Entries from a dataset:
::::
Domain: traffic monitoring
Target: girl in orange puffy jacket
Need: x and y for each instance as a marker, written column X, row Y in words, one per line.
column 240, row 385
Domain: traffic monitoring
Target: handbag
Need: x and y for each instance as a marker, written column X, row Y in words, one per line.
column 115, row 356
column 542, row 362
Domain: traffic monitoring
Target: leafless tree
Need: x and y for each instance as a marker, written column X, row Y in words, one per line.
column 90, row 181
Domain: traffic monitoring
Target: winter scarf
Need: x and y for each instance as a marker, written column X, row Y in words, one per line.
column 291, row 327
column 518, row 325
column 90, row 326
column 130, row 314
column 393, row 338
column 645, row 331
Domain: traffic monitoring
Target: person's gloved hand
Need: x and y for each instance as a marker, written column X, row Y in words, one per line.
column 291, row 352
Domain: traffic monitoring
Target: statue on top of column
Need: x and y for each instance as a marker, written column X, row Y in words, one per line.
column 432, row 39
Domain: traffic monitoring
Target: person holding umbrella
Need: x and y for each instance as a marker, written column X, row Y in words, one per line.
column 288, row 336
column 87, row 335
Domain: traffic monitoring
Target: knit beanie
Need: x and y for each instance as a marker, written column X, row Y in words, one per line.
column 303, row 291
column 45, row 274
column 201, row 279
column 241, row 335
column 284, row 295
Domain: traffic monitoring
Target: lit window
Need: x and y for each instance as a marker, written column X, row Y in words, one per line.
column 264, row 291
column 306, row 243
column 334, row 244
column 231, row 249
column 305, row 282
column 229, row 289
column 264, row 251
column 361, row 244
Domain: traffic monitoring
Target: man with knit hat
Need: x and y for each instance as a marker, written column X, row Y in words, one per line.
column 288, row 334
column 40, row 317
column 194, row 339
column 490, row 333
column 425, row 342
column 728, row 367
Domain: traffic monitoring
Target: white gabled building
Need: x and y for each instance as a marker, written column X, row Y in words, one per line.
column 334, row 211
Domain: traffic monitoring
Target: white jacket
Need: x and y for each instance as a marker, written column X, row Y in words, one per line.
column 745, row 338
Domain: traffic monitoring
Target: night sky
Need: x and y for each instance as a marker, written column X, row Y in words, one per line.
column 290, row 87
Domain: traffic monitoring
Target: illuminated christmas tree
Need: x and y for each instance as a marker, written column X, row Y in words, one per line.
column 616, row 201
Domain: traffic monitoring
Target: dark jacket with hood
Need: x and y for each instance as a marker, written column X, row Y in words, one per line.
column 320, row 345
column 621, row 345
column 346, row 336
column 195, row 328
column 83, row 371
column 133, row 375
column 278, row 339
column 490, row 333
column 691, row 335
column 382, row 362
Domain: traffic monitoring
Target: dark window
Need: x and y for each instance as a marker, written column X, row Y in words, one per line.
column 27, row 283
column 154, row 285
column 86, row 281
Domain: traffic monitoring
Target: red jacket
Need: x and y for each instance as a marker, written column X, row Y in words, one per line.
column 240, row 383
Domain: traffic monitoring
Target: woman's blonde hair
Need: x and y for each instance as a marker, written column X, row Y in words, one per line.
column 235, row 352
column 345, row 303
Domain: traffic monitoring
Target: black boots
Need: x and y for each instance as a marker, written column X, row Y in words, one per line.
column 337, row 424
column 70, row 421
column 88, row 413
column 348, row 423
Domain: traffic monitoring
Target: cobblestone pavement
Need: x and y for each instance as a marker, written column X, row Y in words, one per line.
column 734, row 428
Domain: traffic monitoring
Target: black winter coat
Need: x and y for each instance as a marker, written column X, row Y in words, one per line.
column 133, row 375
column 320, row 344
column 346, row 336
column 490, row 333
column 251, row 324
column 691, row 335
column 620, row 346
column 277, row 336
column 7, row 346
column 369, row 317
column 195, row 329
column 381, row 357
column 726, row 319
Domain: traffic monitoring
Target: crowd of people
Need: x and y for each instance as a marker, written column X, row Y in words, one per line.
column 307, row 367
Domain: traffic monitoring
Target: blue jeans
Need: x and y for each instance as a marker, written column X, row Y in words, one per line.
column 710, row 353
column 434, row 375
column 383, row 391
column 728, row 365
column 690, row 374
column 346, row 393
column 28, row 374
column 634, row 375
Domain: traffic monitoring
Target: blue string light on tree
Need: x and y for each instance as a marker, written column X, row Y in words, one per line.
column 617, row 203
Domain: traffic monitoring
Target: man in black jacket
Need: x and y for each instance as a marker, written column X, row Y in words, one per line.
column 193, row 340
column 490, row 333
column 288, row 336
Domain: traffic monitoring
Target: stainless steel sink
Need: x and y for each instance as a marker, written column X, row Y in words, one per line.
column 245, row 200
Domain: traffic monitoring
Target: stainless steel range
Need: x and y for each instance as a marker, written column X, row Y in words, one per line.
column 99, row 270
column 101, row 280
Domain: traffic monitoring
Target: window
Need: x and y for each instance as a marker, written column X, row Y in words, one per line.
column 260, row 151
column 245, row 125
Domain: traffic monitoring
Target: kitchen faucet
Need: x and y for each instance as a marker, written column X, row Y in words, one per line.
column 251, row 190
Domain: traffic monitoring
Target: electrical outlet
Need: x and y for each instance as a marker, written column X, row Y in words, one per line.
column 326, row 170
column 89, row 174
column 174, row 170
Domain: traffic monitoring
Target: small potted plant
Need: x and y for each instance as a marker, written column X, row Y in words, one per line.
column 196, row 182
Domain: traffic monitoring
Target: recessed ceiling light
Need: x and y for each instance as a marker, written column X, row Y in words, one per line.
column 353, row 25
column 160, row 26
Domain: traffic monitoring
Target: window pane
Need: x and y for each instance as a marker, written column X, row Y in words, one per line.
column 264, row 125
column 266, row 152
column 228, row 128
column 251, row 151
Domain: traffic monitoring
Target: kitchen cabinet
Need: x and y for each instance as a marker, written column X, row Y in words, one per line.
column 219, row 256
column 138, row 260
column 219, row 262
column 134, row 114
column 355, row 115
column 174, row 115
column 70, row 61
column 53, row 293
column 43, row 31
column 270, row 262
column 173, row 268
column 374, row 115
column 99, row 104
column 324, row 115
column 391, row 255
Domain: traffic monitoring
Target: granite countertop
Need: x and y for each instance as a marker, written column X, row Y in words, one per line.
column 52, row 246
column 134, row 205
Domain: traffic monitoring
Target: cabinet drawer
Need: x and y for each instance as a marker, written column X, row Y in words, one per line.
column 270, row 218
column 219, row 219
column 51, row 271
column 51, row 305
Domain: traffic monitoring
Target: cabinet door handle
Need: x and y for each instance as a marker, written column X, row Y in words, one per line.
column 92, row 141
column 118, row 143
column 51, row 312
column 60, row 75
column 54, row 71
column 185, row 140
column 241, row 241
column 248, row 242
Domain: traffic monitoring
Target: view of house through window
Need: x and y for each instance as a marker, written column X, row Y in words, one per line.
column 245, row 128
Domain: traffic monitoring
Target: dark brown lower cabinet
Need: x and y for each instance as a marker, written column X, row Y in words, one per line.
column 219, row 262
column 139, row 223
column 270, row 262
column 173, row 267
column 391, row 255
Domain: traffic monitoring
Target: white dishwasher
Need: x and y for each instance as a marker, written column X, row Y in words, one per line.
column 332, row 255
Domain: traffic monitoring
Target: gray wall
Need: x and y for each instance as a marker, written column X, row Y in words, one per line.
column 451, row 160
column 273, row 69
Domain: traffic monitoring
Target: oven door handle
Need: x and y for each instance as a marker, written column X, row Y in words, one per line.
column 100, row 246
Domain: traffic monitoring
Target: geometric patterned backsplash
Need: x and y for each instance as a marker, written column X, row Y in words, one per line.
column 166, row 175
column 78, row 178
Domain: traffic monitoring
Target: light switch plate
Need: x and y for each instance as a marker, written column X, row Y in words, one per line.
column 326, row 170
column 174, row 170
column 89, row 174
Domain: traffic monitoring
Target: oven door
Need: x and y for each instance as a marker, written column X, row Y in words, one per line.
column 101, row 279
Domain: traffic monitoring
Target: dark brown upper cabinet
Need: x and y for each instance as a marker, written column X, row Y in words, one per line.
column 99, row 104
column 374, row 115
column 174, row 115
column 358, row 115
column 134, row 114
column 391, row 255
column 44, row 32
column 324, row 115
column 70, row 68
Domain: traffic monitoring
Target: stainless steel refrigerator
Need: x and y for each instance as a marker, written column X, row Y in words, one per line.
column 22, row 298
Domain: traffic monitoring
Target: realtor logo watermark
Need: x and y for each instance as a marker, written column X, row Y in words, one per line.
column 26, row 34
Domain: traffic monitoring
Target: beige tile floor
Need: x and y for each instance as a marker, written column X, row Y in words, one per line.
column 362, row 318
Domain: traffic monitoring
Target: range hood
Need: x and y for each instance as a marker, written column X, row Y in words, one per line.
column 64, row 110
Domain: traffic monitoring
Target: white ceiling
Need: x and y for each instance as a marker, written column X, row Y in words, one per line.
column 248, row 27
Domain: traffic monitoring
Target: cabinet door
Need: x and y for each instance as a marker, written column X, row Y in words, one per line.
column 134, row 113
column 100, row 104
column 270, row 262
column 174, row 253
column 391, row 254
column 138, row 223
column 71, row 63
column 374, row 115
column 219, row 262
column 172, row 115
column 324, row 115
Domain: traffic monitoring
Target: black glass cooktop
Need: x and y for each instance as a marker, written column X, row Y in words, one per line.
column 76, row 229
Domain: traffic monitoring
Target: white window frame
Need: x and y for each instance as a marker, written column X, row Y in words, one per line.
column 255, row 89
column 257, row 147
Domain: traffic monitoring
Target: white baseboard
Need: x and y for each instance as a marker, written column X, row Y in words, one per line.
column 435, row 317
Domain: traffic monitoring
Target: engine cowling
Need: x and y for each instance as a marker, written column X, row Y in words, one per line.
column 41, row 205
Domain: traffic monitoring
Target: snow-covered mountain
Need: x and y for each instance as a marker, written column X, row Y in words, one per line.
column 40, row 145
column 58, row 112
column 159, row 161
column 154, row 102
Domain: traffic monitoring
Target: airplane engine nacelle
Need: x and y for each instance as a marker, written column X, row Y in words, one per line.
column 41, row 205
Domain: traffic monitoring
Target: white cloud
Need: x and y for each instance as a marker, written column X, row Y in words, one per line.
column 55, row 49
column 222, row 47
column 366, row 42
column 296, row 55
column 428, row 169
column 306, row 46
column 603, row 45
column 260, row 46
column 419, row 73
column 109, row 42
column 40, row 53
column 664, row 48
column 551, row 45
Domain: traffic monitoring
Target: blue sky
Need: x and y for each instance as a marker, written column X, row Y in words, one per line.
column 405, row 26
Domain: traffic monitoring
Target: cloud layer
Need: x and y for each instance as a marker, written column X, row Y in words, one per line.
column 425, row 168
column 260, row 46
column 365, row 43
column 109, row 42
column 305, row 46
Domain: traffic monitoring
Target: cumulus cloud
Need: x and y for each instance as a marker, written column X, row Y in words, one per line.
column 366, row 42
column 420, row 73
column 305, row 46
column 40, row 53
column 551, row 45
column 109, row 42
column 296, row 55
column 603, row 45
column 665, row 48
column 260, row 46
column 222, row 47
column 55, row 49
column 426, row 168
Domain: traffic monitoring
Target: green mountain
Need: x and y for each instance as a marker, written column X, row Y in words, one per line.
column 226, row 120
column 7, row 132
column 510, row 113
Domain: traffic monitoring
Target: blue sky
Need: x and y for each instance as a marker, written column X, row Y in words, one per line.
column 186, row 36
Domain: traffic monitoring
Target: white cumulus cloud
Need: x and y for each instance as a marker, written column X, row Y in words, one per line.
::::
WORK REQUIRED:
Count the lines in the material above that contain the word "cloud", and give only that number.

THE REPLY:
4